• **What to work on**: The lines to repeat are those below from the one containing "rough mask: <svg" down to the one containing "positive clicks: (197, 108)", both included; reproduce them exactly and nothing else.

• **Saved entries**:
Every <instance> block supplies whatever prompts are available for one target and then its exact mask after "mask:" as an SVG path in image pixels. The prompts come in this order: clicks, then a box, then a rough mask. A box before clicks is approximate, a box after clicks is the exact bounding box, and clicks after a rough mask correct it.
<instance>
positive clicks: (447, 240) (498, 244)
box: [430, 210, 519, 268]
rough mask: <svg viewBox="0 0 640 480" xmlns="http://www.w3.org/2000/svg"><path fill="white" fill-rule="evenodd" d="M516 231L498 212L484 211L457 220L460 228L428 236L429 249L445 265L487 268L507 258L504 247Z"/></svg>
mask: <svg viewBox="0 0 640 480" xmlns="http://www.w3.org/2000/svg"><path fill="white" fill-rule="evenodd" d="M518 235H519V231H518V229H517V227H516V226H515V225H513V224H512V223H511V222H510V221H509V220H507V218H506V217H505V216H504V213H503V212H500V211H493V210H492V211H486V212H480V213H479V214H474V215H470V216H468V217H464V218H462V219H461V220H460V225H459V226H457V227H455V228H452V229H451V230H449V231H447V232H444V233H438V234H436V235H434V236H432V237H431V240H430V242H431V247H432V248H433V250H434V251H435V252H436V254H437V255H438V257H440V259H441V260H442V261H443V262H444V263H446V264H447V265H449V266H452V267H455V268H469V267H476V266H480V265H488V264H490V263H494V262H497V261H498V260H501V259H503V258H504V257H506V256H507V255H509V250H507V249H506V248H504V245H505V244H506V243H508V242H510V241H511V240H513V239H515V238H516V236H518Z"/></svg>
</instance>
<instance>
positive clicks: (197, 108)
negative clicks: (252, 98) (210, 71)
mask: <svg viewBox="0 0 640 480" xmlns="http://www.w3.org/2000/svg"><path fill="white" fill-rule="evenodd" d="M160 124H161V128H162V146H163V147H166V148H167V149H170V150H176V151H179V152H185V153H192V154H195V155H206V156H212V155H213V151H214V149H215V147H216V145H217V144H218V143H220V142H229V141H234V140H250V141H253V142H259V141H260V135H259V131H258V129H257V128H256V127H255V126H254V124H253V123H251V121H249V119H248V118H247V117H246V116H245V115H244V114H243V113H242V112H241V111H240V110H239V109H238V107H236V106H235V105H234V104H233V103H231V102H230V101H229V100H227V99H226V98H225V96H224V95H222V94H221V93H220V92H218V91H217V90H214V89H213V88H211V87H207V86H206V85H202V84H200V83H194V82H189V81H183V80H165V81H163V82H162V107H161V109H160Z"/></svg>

• **Task output**:
rough mask: <svg viewBox="0 0 640 480" xmlns="http://www.w3.org/2000/svg"><path fill="white" fill-rule="evenodd" d="M516 231L498 212L484 211L457 220L460 228L428 236L429 249L445 265L487 268L507 258L504 247Z"/></svg>
mask: <svg viewBox="0 0 640 480" xmlns="http://www.w3.org/2000/svg"><path fill="white" fill-rule="evenodd" d="M518 235H519V231H518V229H517V227H516V226H515V225H513V224H512V223H511V222H510V221H509V220H507V218H506V217H505V216H504V213H503V212H500V211H493V210H492V211H486V212H480V213H479V214H474V215H470V216H468V217H464V218H462V219H461V220H460V225H459V226H457V227H455V228H452V229H451V230H449V231H447V232H444V233H438V234H436V235H434V236H432V237H431V240H430V242H431V247H432V248H433V250H434V251H435V252H436V254H437V255H438V257H440V259H441V260H442V261H443V262H444V263H446V264H447V265H449V266H452V267H455V268H469V267H476V266H480V265H488V264H490V263H494V262H497V261H498V260H501V259H503V258H504V257H506V256H507V255H509V250H507V249H506V248H504V245H505V244H506V243H508V242H510V241H511V240H513V239H515V238H516V236H518Z"/></svg>
</instance>
<instance>
positive clicks: (197, 108)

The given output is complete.